(Part of a data file)
>> begin

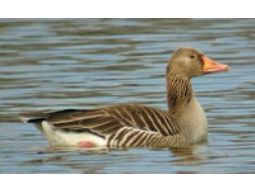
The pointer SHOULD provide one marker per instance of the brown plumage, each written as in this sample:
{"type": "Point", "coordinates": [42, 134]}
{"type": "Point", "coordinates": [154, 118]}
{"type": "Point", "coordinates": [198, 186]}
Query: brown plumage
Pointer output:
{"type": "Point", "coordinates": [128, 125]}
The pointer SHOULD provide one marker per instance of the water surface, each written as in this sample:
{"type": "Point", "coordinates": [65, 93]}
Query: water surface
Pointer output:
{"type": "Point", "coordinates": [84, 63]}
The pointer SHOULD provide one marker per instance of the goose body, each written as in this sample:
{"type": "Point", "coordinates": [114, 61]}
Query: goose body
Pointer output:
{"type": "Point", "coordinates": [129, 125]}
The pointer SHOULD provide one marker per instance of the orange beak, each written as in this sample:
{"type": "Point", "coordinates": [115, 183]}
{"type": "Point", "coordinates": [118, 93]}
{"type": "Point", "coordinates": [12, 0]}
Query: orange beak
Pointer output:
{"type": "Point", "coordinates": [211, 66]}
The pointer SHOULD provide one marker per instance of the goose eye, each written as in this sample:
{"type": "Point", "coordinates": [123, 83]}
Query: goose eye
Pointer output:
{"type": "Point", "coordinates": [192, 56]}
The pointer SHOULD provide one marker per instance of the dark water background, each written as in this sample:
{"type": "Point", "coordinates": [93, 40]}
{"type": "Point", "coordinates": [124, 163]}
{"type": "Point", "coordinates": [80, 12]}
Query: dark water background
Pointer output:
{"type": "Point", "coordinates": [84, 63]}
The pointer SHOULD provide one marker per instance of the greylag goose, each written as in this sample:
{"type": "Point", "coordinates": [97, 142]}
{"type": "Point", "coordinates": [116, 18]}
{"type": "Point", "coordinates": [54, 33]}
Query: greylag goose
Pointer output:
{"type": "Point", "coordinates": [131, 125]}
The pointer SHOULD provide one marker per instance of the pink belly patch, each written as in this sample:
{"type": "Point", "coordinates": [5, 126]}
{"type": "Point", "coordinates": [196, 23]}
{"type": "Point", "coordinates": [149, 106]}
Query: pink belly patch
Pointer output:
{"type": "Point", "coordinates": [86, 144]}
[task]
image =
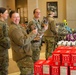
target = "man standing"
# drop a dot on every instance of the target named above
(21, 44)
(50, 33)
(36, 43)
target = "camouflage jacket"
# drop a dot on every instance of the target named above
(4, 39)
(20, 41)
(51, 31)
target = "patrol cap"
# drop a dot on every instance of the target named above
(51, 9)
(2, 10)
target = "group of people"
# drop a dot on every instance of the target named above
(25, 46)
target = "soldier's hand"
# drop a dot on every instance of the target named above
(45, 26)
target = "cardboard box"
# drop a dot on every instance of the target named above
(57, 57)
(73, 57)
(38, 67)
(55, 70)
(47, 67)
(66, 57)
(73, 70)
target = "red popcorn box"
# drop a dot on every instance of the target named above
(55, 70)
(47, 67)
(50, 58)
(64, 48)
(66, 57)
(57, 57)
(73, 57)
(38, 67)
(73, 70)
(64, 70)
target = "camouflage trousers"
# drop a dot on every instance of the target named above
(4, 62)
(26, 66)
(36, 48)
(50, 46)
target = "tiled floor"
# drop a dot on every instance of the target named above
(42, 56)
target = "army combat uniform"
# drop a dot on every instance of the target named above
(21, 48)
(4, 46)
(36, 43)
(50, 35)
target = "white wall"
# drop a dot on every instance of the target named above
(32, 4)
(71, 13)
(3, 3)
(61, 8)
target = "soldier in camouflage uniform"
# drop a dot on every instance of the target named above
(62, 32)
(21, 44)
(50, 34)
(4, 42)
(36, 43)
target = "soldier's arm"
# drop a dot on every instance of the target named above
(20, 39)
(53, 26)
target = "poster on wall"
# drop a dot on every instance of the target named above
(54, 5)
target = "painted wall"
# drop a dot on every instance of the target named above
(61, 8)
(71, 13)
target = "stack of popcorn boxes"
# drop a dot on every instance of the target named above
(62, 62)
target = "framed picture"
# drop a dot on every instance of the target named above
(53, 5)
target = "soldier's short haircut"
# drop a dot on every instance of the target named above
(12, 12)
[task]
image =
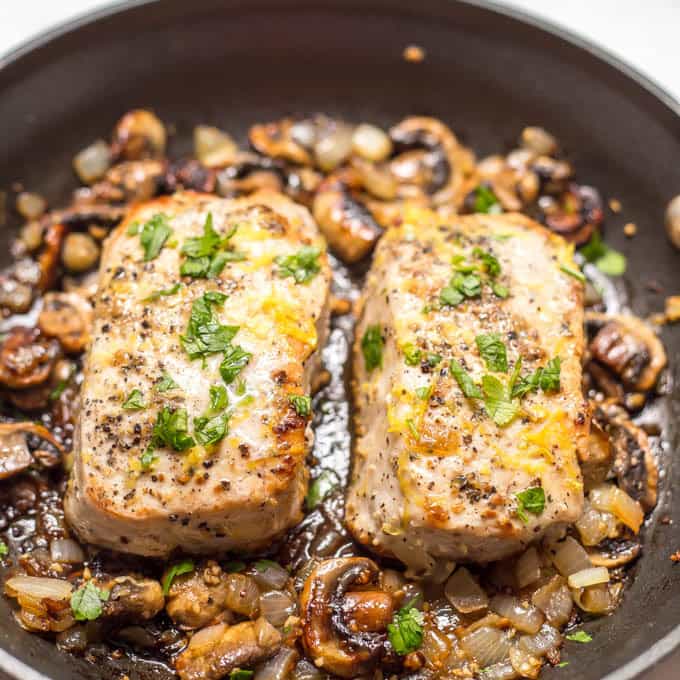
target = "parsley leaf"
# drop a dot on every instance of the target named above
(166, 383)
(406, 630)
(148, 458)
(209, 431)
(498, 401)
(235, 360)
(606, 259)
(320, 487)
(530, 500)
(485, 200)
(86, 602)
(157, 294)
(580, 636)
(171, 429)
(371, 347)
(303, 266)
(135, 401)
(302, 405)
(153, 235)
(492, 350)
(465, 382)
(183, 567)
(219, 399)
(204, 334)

>> end

## Task to carry out
Transcribe the entries above verbatim, omitting their pictures.

## The response
The pointer SHOULD provide one marker per instance of the brown plumage, each written as in this sample:
{"type": "Point", "coordinates": [42, 134]}
{"type": "Point", "coordinates": [154, 118]}
{"type": "Point", "coordinates": [198, 186]}
Query: brown plumage
Pointer output:
{"type": "Point", "coordinates": [128, 125]}
The pointer SHOULD provide one marker per instance of the water surface, each written as in this sample:
{"type": "Point", "coordinates": [65, 93]}
Query: water surface
Pointer output:
{"type": "Point", "coordinates": [84, 63]}
The pointer SHOULD provide one marker per instance of the goose body, each written as in this sample:
{"type": "Point", "coordinates": [114, 61]}
Query: goose body
Pointer output:
{"type": "Point", "coordinates": [129, 125]}
The pointer SHOULD provide one marker per instance of the orange beak, each written as in this sample:
{"type": "Point", "coordinates": [115, 183]}
{"type": "Point", "coordinates": [118, 93]}
{"type": "Point", "coordinates": [12, 0]}
Query: orange beak
Pointer output:
{"type": "Point", "coordinates": [211, 66]}
The pointer SHOULD provide one marker per instance of the goose eye, each written as in this sample:
{"type": "Point", "coordinates": [123, 83]}
Query: goose eye
Pointer output:
{"type": "Point", "coordinates": [192, 56]}
The pointer SHOULD provide one marker per instance of the dark water background, each written as in this sample:
{"type": "Point", "coordinates": [93, 40]}
{"type": "Point", "coordinates": [124, 163]}
{"type": "Point", "coordinates": [80, 12]}
Query: dark water background
Pointer output:
{"type": "Point", "coordinates": [84, 63]}
The pointer SHOULD provide one marker per instance of the greylag goose, each written as in this sample:
{"type": "Point", "coordinates": [97, 142]}
{"type": "Point", "coordinates": [116, 18]}
{"type": "Point", "coordinates": [54, 33]}
Query: greylag goose
Pointer output:
{"type": "Point", "coordinates": [131, 125]}
The pointer SHOULD provide one marker per instance of the pink belly patch, each written as in this sample:
{"type": "Point", "coordinates": [5, 126]}
{"type": "Point", "coordinates": [196, 23]}
{"type": "Point", "coordinates": [149, 106]}
Query: pink belly patch
Pointer output:
{"type": "Point", "coordinates": [86, 144]}
[task]
image =
target = "man standing"
# drop a dot on every instance of the target named above
(21, 44)
(50, 33)
(36, 43)
target = "camouflage jacket"
# drop a dot on every instance of the target named above
(4, 39)
(20, 41)
(51, 31)
target = "patrol cap"
# drop a dot on every instance of the target named above
(51, 9)
(2, 10)
target = "group of people"
# drop a dot on every instance of the target named above
(25, 46)
target = "soldier's hand"
# drop a dot on every instance of the target named above
(45, 26)
target = "cardboard box"
# drop a dot on every instance of the target named above
(57, 57)
(73, 57)
(38, 67)
(55, 70)
(47, 67)
(66, 57)
(73, 70)
target = "red popcorn box"
# drop a dot on every instance of the target named above
(55, 70)
(47, 67)
(50, 58)
(64, 48)
(66, 57)
(57, 57)
(73, 57)
(38, 67)
(73, 70)
(64, 70)
target = "camouflage trousers"
# drop a dot on every instance of the target named above
(4, 62)
(26, 66)
(36, 48)
(50, 46)
target = "tiled floor"
# drop a dot on every instance of the target named above
(42, 56)
target = "army combat uniform"
# drop a dot on every instance of the target named above
(21, 48)
(4, 46)
(36, 43)
(50, 35)
target = "white wall"
# drop a dot on every instance of the target named above
(32, 4)
(71, 13)
(3, 3)
(61, 8)
target = "soldier in camouflage uniform"
# drop a dot on every instance of the target named above
(62, 32)
(21, 44)
(50, 34)
(4, 42)
(36, 43)
target = "soldier's arm"
# drop a dot on every instance of the target named above
(20, 39)
(53, 26)
target = "poster on wall"
# drop a dot on every instance of the target named above
(54, 5)
target = "painted wall"
# drop a dot on every instance of the target named above
(61, 8)
(71, 13)
target = "stack of popcorn boxes"
# drop a dot on every instance of the target named above
(62, 62)
target = "framed picture"
# drop a dot on every instance of the target named above
(53, 5)
target = "soldier's short haircut"
# drop a dot on every instance of the target named above
(12, 12)
[task]
image =
target = "parsley leaf"
# drop a dot on every instance of the target named above
(166, 383)
(406, 630)
(148, 458)
(209, 431)
(498, 401)
(235, 360)
(606, 259)
(320, 487)
(530, 500)
(485, 200)
(86, 602)
(157, 294)
(580, 636)
(171, 429)
(371, 347)
(303, 266)
(135, 401)
(302, 405)
(153, 235)
(492, 350)
(465, 382)
(183, 567)
(219, 399)
(204, 334)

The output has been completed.